**PROBLEM TO SOLVE**
The data below is to be output in full, unchanged.

—————

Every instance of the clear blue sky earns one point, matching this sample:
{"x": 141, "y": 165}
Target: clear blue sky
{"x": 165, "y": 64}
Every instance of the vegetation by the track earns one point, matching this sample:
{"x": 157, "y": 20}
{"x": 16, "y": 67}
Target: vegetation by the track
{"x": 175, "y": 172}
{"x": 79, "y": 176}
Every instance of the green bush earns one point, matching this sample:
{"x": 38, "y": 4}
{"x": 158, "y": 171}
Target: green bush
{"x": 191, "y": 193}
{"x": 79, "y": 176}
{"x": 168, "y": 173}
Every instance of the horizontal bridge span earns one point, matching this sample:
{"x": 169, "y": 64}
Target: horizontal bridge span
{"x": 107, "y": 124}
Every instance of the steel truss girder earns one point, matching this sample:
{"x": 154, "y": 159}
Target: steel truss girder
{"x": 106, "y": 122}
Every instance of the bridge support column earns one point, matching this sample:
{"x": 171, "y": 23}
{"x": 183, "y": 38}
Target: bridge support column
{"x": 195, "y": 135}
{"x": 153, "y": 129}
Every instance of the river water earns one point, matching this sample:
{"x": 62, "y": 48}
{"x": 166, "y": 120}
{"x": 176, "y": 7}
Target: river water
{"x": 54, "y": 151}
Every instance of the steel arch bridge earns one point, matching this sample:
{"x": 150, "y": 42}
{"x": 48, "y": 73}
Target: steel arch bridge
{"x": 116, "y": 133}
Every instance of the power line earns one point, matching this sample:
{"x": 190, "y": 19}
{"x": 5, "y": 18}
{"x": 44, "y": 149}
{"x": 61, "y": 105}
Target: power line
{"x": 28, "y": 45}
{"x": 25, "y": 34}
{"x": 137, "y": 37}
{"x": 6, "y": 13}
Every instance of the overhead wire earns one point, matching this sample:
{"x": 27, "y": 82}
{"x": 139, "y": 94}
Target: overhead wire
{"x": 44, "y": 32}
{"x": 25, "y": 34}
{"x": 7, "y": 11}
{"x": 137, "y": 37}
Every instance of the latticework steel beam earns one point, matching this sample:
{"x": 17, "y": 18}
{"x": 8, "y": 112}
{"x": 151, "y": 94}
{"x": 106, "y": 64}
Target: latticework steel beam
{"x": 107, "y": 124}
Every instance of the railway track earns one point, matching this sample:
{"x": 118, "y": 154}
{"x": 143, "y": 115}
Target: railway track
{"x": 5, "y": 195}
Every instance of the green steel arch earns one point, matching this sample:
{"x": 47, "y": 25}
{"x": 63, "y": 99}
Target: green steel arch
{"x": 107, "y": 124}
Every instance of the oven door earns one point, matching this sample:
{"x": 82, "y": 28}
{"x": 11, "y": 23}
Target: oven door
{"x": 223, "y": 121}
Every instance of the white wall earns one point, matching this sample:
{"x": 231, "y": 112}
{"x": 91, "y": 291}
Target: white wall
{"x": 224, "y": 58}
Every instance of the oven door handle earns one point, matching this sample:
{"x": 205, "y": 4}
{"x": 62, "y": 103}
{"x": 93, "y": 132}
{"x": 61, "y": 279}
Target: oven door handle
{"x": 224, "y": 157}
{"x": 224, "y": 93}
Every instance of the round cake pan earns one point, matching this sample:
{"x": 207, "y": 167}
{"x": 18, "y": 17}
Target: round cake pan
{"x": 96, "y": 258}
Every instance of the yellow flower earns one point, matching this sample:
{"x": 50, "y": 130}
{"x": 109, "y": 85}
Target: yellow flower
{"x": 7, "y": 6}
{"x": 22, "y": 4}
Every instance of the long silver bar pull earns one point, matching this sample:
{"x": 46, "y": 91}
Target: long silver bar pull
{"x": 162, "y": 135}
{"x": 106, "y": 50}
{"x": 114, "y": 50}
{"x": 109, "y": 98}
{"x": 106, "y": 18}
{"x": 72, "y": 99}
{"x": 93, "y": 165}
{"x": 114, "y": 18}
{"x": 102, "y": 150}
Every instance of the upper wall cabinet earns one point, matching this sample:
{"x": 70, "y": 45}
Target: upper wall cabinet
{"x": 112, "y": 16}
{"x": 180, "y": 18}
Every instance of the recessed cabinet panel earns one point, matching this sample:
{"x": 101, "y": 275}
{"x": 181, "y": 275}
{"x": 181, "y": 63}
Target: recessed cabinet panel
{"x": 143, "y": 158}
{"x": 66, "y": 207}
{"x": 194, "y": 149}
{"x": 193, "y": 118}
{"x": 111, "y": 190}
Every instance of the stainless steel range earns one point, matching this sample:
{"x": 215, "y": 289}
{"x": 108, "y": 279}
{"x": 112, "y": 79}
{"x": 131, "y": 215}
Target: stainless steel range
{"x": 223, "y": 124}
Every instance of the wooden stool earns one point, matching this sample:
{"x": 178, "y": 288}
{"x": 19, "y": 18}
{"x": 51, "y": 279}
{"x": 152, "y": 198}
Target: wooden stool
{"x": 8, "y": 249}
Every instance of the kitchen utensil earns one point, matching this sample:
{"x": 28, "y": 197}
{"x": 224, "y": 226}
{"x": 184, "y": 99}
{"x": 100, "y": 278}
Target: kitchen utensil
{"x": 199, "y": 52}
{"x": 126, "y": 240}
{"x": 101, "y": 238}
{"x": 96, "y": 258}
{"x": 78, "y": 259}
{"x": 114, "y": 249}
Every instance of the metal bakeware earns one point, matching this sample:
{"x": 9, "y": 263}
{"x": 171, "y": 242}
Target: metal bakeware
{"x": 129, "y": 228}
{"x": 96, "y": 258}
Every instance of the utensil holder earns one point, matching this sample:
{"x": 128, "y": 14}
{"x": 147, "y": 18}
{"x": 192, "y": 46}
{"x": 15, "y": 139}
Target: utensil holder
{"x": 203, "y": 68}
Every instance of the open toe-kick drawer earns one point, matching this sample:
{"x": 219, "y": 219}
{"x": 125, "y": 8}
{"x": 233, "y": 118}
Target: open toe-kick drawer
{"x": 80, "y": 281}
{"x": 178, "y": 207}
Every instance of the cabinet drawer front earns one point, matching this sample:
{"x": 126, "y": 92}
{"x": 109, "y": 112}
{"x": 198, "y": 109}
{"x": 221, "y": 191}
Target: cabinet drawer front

—————

**ANSWER TO THE PROBLEM**
Every instance of the clear blue sky earns one point, matching this sample:
{"x": 141, "y": 165}
Target: clear blue sky
{"x": 165, "y": 64}
Every instance of the vegetation by the track earns one point, matching this sample:
{"x": 157, "y": 20}
{"x": 16, "y": 67}
Target: vegetation by the track
{"x": 175, "y": 172}
{"x": 79, "y": 176}
Every instance of the green bush earns one point, matching this sample:
{"x": 38, "y": 4}
{"x": 158, "y": 171}
Target: green bush
{"x": 191, "y": 193}
{"x": 79, "y": 176}
{"x": 168, "y": 173}
Every instance of the horizontal bridge span earns one point, matching this sample:
{"x": 169, "y": 64}
Target: horizontal bridge span
{"x": 107, "y": 124}
Every instance of the steel truss girder earns one point, matching this sample:
{"x": 154, "y": 159}
Target: steel truss girder
{"x": 106, "y": 122}
Every instance of the bridge support column earns one point, matching this sample:
{"x": 171, "y": 23}
{"x": 183, "y": 38}
Target: bridge support column
{"x": 195, "y": 135}
{"x": 153, "y": 129}
Every instance of the river water earns one point, matching this sample:
{"x": 62, "y": 48}
{"x": 166, "y": 120}
{"x": 176, "y": 7}
Target: river water
{"x": 54, "y": 151}
Every instance of the steel arch bridge earns one point, matching this sample:
{"x": 150, "y": 42}
{"x": 48, "y": 73}
Target: steel arch bridge
{"x": 116, "y": 133}
Every instance of the power line earns one point, matching this sample:
{"x": 190, "y": 19}
{"x": 5, "y": 18}
{"x": 44, "y": 149}
{"x": 61, "y": 105}
Target: power line
{"x": 28, "y": 45}
{"x": 25, "y": 34}
{"x": 137, "y": 37}
{"x": 6, "y": 13}
Every instance of the overhead wire earns one point, matching this sample:
{"x": 27, "y": 82}
{"x": 139, "y": 94}
Target: overhead wire
{"x": 44, "y": 32}
{"x": 25, "y": 34}
{"x": 7, "y": 11}
{"x": 137, "y": 37}
Every instance of the latticework steel beam earns one point, matching this sample:
{"x": 17, "y": 18}
{"x": 8, "y": 112}
{"x": 151, "y": 94}
{"x": 106, "y": 64}
Target: latticework steel beam
{"x": 107, "y": 124}
Every instance of the railway track earns one point, matching this sample:
{"x": 118, "y": 154}
{"x": 143, "y": 115}
Target: railway track
{"x": 5, "y": 195}
Every instance of the green steel arch earns one point, matching this sample:
{"x": 47, "y": 25}
{"x": 63, "y": 99}
Target: green steel arch
{"x": 107, "y": 124}
Every instance of the oven door earns one point, matching this sample:
{"x": 82, "y": 28}
{"x": 11, "y": 23}
Target: oven door
{"x": 223, "y": 121}
Every instance of the white wall earns one point, matching this sample:
{"x": 231, "y": 112}
{"x": 91, "y": 291}
Target: white wall
{"x": 224, "y": 58}
Every instance of the oven door handle earns one point, matching this sample:
{"x": 205, "y": 4}
{"x": 62, "y": 103}
{"x": 93, "y": 132}
{"x": 61, "y": 279}
Target: oven door handle
{"x": 224, "y": 157}
{"x": 224, "y": 93}
Every instance of the round cake pan earns one point, matching this sample:
{"x": 207, "y": 167}
{"x": 18, "y": 17}
Target: round cake pan
{"x": 96, "y": 258}
Every instance of the yellow flower earns one point, matching this sample:
{"x": 50, "y": 130}
{"x": 109, "y": 85}
Target: yellow flower
{"x": 7, "y": 6}
{"x": 22, "y": 4}
Every instance of the long silver bar pull earns one point, matching this sample:
{"x": 46, "y": 91}
Target: long silver bar pull
{"x": 162, "y": 135}
{"x": 106, "y": 50}
{"x": 114, "y": 50}
{"x": 109, "y": 98}
{"x": 106, "y": 18}
{"x": 72, "y": 99}
{"x": 93, "y": 165}
{"x": 114, "y": 18}
{"x": 102, "y": 150}
Every instance of the upper wall cabinet earns one point, matching this sample:
{"x": 70, "y": 45}
Target: upper wall cabinet
{"x": 112, "y": 16}
{"x": 180, "y": 18}
Every instance of the recessed cabinet panel earns one point, matching this sample:
{"x": 101, "y": 275}
{"x": 181, "y": 275}
{"x": 181, "y": 63}
Target: recessed cabinet panel
{"x": 143, "y": 158}
{"x": 66, "y": 207}
{"x": 194, "y": 149}
{"x": 193, "y": 118}
{"x": 111, "y": 190}
Every instance of the stainless steel range earns one point, matching this sample:
{"x": 215, "y": 289}
{"x": 108, "y": 279}
{"x": 112, "y": 79}
{"x": 131, "y": 215}
Target: stainless steel range
{"x": 223, "y": 124}
Every instance of the wooden stool earns one point, matching this sample:
{"x": 178, "y": 288}
{"x": 19, "y": 18}
{"x": 51, "y": 279}
{"x": 152, "y": 198}
Target: wooden stool
{"x": 8, "y": 249}
Every instance of the kitchen utensil earns one point, matching this sample:
{"x": 28, "y": 197}
{"x": 224, "y": 226}
{"x": 184, "y": 99}
{"x": 100, "y": 278}
Target: kitchen utensil
{"x": 199, "y": 52}
{"x": 126, "y": 240}
{"x": 101, "y": 238}
{"x": 96, "y": 258}
{"x": 78, "y": 259}
{"x": 114, "y": 249}
Every instance of the metal bakeware earns one point, matching this sample:
{"x": 9, "y": 263}
{"x": 171, "y": 242}
Target: metal bakeware
{"x": 129, "y": 228}
{"x": 96, "y": 258}
Every instance of the utensil holder earns one point, matching this sample:
{"x": 128, "y": 14}
{"x": 147, "y": 18}
{"x": 192, "y": 46}
{"x": 15, "y": 139}
Target: utensil holder
{"x": 203, "y": 68}
Every instance of the open toe-kick drawer earns one point, matching this sample:
{"x": 219, "y": 219}
{"x": 125, "y": 8}
{"x": 233, "y": 118}
Target: open toe-kick drawer
{"x": 80, "y": 281}
{"x": 178, "y": 207}
Every instance of the cabinet drawer front earns one point, matching this sample:
{"x": 126, "y": 92}
{"x": 109, "y": 112}
{"x": 198, "y": 109}
{"x": 221, "y": 191}
Target: cabinet drawer front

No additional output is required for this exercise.